What you will do: The whole listing, repeated exactly, is what this task asks for.
========================================================================
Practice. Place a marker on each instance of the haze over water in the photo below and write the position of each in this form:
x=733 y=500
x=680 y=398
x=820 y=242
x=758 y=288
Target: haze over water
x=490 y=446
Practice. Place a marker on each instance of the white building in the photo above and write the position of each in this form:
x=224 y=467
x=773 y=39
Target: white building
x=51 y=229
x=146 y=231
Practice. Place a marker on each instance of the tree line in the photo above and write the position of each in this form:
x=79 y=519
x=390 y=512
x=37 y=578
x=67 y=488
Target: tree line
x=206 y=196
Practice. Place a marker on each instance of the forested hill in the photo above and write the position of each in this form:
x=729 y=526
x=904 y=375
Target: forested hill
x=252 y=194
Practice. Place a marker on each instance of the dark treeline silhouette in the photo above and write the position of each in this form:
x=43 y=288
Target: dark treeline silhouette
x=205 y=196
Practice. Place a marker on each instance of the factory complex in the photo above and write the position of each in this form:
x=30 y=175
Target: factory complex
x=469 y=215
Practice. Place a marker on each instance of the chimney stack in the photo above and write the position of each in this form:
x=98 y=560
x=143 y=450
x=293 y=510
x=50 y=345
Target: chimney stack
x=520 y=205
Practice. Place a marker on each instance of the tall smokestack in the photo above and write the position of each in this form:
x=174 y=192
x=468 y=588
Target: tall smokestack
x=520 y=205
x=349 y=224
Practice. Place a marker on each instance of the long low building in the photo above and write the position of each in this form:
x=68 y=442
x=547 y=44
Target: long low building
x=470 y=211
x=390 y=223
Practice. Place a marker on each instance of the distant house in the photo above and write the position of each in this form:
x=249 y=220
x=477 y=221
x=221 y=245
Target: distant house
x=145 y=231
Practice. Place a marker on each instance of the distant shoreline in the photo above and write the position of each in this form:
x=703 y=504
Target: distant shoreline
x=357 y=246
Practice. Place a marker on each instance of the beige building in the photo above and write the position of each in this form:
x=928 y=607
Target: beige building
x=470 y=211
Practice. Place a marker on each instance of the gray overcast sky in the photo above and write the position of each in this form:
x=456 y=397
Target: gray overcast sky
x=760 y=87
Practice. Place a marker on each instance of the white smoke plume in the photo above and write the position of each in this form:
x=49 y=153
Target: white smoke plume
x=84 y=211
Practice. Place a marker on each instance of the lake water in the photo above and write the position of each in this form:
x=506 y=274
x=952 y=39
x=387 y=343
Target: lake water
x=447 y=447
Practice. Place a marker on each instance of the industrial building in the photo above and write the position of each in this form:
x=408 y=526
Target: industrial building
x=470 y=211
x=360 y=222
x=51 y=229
========================================================================
Task answer:
Practice. Place a marker on each instance of the haze over water in the photo below and write the position of each in this form:
x=733 y=500
x=680 y=398
x=820 y=242
x=758 y=288
Target: haze over water
x=490 y=446
Practice. Place a marker on each instance of the white building in the photo above and write the position of each in this form:
x=224 y=467
x=773 y=39
Target: white building
x=51 y=229
x=146 y=231
Practice. Place a marker on each instance of the tree line in the photo above and write the position of each in this form:
x=79 y=519
x=390 y=512
x=37 y=578
x=67 y=488
Target: tree line
x=206 y=196
Practice. Place a marker on each instance of the forested hill in the photo above and write the position of each in this form:
x=729 y=526
x=904 y=375
Target: forested hill
x=252 y=194
Practice. Place a marker on each instance of the dark treeline silhouette in the photo above and write the position of each in this form:
x=43 y=288
Target: dark treeline silhouette
x=205 y=196
Practice. Place a marker on each instance of the factory complex in the photo above and write the position of each in this form:
x=30 y=175
Target: factory complex
x=469 y=215
Practice. Place a marker on each instance of the chimney stack in the photo above and write the position of each in this form:
x=98 y=560
x=143 y=450
x=293 y=510
x=50 y=345
Target: chimney stack
x=520 y=205
Practice. Place a marker on each instance of the tall smokestack in the photo above and write the position of each in this form:
x=174 y=192
x=468 y=588
Target: tall smokestack
x=520 y=205
x=349 y=224
Practice. Place a marker on each instance of the long low building in the photo above and write the position of each in this form:
x=68 y=442
x=547 y=44
Target: long low building
x=470 y=211
x=390 y=223
Practice. Place a marker on each instance of the distant house in the photo above and write the position of each in this form:
x=249 y=220
x=477 y=221
x=221 y=245
Target: distant house
x=145 y=231
Practice. Place a marker on each instance of the distant shoreline in the photo above and write the position of each in this form:
x=703 y=504
Target: distant shoreline
x=357 y=246
Practice. Place a marker on each instance of the beige building in the photo above and write the position of each in this form:
x=928 y=607
Target: beige building
x=470 y=211
Practice. Place a marker on each instance of the gray overcast sky in the photo above and write the position of each in this form:
x=456 y=397
Target: gray overcast sky
x=760 y=87
Practice. Place a marker on each instance of the white smoke plume in the photo above and write the position of each in this form:
x=49 y=153
Target: white smoke plume
x=84 y=211
Practice. Place a marker on each instance of the lake water in the photo above and write the position of each in this form:
x=506 y=274
x=952 y=39
x=387 y=343
Target: lake water
x=447 y=447
Practice. Place a marker on each instance of the industrial building in the photo above and write the position of each in this form:
x=408 y=526
Target: industrial building
x=470 y=211
x=360 y=222
x=51 y=229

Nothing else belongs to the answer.